3) I'm not sure what cost models you'd need to make things work. If you charge strictly per-use, folks who need the system a lot will probably end up defaulting back to having their own cars (and accommodating that would be awkward). If you have a "buy in", the starting cost might scare a lot of folks off if it isn't somehow subsidized (since if they have to shell out most of the cost for a new vehicle to join, why not just buy their vehicle outright and not have to screw with reservations, perceived above-cost rents, and the like)? They could order their vehicle back home if parking (or parking costs) become an issue in downtown, for example).

--A hybrid might work, though, where you _generally_ pay on a per-use basis, but you can also "option" a guaranteed vehicle for certain times of the day and locations at a reduced cost over the per-use basis (sort of like a monthly metro pass) but with an upfront buy-in cost as well. The cost reduction would be because the system would _know_ that it needs a vehicle at X location at Y time.

> [Problem]:
Reproduce the passage of the text on vehicle-sharing costs between "3) I'm not sure" and "downtown, for example).", inclusive.

> [Material]:
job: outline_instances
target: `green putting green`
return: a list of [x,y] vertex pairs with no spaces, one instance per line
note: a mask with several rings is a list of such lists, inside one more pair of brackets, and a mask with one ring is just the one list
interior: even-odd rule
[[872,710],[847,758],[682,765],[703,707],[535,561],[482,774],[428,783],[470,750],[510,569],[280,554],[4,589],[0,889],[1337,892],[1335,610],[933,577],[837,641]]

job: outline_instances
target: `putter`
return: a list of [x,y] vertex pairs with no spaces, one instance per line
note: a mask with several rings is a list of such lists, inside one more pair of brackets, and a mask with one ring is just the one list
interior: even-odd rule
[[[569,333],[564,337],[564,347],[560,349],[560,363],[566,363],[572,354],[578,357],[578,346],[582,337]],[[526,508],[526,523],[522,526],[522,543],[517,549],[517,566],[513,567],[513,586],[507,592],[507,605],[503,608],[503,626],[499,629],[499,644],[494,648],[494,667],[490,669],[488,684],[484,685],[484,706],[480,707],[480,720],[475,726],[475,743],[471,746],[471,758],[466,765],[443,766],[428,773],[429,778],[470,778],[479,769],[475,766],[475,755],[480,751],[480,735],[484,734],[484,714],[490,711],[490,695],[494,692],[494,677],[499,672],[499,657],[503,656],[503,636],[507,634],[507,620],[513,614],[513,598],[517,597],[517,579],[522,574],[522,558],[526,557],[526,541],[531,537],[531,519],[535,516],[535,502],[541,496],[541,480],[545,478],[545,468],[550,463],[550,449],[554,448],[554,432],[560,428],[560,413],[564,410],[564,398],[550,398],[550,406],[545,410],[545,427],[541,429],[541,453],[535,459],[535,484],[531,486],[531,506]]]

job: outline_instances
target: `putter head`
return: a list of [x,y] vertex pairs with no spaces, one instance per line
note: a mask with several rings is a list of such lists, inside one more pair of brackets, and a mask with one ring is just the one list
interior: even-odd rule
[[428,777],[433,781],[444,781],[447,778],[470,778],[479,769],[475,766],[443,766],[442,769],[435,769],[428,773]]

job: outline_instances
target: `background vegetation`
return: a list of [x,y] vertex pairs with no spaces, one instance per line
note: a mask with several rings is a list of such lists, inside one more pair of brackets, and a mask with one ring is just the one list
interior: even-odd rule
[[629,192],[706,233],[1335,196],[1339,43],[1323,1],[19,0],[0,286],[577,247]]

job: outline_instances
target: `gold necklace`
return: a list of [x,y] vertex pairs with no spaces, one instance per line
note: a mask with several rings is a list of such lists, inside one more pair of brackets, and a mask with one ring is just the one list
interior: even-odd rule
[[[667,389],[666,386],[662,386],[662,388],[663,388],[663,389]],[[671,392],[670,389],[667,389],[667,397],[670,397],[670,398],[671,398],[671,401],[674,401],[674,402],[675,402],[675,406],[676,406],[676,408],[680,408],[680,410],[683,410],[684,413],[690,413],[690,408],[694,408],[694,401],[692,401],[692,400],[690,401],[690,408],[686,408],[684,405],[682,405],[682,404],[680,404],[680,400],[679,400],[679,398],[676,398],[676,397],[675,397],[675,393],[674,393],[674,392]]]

> [Answer for the task]:
3) I'm not sure what cost models you'd need to make things work. If you charge strictly per-use, folks who need the system a lot will probably end up defaulting back to having their own cars (and accommodating that would be awkward). If you have a "buy in", the starting cost might scare a lot of folks off if it isn't somehow subsidized (since if they have to shell out most of the cost for a new vehicle to join, why not just buy their vehicle outright and not have to screw with reservations, perceived above-cost rents, and the like)? They could order their vehicle back home if parking (or parking costs) become an issue in downtown, for example).